▶ _REQUIREMENT_
Could you copy the records from the top, stopping after the line that contains "70), (69, 72)]", and swap every "framed picture" for "hanging artwork" while leaving all else unchanged?

▶ _DATASET RECORDS_

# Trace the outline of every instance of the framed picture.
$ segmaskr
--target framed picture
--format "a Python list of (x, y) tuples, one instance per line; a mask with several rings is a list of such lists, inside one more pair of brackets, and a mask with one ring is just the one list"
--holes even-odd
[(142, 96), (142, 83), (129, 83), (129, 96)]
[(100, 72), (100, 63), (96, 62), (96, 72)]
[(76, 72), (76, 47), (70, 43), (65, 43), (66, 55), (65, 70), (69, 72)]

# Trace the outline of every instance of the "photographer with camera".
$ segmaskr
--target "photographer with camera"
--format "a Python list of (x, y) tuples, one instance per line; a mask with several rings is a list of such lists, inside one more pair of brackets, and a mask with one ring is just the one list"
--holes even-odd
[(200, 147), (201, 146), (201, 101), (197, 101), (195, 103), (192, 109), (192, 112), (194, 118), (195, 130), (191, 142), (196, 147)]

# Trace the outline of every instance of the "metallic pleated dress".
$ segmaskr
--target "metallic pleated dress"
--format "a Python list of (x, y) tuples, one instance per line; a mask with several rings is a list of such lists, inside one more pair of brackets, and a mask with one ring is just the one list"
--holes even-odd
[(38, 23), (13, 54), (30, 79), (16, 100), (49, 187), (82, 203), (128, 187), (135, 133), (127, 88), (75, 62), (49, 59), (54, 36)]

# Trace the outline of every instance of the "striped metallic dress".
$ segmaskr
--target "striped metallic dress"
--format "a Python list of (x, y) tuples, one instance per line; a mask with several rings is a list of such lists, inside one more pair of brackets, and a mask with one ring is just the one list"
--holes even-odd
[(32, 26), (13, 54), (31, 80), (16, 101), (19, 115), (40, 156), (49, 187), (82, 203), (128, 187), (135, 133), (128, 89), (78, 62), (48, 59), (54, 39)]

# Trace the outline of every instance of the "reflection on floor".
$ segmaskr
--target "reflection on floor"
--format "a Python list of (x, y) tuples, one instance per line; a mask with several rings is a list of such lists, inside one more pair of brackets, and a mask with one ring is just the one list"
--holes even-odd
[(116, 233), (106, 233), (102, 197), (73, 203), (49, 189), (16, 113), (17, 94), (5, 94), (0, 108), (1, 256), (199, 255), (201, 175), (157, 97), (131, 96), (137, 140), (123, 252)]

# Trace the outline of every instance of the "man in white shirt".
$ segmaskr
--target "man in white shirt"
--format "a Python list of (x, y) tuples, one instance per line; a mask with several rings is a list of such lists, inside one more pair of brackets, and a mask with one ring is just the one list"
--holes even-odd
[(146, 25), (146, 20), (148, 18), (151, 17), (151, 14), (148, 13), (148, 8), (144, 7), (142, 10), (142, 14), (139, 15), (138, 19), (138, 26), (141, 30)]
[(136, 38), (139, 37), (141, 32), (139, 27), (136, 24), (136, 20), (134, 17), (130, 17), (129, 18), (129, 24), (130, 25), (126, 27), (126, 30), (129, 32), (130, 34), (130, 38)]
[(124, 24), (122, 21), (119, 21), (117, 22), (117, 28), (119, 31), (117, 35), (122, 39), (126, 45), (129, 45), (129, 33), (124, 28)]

▶ _THE OUTPUT_
# Trace the outline of every instance of the hanging artwork.
$ segmaskr
--target hanging artwork
--format "a Python list of (x, y) tuples, one instance per line; a mask with several rings is a list of such lists, inside one more pair of brackets, and a mask with one ring is just the one list"
--holes even-odd
[(142, 96), (142, 83), (129, 83), (129, 96)]
[(100, 72), (100, 63), (96, 62), (96, 72)]
[(76, 72), (76, 47), (70, 43), (65, 43), (66, 55), (65, 70), (69, 72)]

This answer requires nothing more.